▶ EXERCISE DETAILS
Word for word, repeat the lines of the records from the one containing "Please indicate the black tank" through the last line, both included.
======== TASK MATERIAL
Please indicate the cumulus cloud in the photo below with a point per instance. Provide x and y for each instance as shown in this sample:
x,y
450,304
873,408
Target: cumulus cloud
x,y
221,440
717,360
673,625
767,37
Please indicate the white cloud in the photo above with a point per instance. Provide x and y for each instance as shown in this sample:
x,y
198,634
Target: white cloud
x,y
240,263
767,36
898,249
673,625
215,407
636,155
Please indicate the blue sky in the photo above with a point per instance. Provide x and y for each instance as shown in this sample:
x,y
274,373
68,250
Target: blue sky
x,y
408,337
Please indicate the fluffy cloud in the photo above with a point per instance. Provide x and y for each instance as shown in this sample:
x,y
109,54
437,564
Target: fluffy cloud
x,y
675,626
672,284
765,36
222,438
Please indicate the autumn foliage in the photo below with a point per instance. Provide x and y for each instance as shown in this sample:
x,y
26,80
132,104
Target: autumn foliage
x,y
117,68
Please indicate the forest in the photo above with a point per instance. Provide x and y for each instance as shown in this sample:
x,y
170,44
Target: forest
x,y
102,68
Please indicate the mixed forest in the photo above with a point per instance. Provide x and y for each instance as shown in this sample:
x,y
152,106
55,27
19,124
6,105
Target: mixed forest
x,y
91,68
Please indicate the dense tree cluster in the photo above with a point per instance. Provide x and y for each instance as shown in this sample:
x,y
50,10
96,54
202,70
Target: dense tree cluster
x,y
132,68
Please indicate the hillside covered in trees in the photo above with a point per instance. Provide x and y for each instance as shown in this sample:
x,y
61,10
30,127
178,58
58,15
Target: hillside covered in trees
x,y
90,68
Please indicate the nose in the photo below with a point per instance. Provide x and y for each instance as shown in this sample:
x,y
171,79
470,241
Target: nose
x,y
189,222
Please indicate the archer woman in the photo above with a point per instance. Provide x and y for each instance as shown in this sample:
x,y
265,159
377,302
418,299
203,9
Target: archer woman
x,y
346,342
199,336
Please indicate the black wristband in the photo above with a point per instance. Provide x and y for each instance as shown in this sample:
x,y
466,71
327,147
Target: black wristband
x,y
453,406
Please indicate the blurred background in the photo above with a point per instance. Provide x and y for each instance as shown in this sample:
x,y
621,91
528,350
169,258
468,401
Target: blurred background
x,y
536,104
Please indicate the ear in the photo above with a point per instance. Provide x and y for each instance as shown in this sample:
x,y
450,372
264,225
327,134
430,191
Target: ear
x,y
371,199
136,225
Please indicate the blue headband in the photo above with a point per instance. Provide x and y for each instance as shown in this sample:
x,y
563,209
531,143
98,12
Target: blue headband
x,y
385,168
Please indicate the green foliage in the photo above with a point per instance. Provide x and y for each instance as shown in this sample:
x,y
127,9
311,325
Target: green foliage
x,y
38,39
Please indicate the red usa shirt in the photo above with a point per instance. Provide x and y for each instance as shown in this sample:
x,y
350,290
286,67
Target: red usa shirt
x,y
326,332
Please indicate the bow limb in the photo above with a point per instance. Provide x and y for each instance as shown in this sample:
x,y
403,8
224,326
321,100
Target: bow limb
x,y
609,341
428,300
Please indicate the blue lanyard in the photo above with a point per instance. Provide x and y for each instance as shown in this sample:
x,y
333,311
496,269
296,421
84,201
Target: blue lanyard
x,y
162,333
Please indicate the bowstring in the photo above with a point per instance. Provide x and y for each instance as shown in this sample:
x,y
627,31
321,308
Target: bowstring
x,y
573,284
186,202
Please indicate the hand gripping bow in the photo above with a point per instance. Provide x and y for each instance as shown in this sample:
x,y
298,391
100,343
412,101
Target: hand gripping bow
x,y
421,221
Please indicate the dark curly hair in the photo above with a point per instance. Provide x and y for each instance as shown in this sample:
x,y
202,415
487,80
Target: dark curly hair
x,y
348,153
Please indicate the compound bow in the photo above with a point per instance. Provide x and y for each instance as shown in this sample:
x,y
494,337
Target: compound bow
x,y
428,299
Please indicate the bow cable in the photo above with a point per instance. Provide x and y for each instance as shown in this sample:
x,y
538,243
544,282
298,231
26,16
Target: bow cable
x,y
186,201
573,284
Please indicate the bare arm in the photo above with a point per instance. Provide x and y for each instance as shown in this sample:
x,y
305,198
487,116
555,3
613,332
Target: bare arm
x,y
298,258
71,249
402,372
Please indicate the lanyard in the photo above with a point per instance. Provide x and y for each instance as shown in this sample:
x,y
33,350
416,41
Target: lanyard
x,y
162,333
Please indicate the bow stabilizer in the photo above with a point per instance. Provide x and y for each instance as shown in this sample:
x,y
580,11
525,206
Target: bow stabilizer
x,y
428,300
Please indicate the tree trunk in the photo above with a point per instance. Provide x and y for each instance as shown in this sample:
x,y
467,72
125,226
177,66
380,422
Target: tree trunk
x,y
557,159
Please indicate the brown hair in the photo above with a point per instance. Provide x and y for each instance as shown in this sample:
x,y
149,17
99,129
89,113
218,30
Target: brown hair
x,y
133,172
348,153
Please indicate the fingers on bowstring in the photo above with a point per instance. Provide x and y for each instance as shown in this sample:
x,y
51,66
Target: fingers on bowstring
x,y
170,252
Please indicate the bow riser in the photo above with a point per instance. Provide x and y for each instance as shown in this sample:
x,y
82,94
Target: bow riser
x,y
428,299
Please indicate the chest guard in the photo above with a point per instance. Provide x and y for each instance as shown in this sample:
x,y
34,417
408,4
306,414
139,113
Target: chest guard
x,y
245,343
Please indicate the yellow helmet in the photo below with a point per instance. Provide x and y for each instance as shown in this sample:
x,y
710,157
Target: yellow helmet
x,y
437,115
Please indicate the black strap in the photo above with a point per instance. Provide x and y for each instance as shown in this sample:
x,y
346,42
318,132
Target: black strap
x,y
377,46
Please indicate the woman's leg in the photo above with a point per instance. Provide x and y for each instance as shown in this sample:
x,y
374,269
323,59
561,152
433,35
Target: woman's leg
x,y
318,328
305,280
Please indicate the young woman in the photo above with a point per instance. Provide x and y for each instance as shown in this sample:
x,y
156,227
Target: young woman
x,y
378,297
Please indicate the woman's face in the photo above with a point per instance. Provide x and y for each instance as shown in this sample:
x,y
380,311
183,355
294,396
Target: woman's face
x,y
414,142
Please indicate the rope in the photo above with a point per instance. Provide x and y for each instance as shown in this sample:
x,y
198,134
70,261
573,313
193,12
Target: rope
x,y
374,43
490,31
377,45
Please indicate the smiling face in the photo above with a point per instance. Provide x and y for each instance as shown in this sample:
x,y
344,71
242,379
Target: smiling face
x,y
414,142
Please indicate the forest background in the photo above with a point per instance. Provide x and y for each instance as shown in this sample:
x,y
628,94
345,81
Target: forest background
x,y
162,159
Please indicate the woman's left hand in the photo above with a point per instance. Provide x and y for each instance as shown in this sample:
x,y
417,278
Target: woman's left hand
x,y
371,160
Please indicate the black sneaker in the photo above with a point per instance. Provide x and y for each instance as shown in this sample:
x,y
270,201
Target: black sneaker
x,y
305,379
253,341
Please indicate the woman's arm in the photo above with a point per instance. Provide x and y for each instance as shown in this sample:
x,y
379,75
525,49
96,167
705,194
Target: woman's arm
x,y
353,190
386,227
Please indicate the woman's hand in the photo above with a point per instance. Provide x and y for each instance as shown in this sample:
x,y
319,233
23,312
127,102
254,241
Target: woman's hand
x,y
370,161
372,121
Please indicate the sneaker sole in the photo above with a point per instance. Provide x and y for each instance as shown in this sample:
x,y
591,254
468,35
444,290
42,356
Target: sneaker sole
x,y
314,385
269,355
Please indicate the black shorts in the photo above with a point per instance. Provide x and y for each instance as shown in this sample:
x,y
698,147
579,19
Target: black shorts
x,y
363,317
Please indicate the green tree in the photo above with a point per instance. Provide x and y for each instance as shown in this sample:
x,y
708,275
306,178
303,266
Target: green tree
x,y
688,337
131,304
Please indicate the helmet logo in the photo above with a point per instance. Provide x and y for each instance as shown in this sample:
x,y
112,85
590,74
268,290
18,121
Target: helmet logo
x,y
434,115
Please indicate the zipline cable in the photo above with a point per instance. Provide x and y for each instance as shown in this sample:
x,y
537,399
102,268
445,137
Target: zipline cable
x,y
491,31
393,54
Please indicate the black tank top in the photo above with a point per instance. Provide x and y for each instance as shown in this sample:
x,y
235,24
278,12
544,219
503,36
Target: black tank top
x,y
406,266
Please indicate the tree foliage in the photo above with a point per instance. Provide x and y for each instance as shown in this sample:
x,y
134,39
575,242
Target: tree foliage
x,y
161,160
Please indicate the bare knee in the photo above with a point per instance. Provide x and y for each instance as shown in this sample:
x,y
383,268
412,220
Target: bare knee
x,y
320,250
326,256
================
▶ WRITTEN ANSWER
Please indicate the black tank top in the photo above with a point per instance. Provide x and y for each instance as shown in this sample:
x,y
235,24
278,12
544,219
503,36
Target: black tank top
x,y
406,266
Please indicate the tree foliage in the photo above with a point per instance. Provide x and y for each instance as shown in this sample:
x,y
134,39
575,242
Target: tree foliage
x,y
161,160
Please indicate the bare knee in the photo above with a point per instance. Provide x and y for each instance as shown in this sample:
x,y
383,268
412,220
Target: bare knee
x,y
320,250
326,256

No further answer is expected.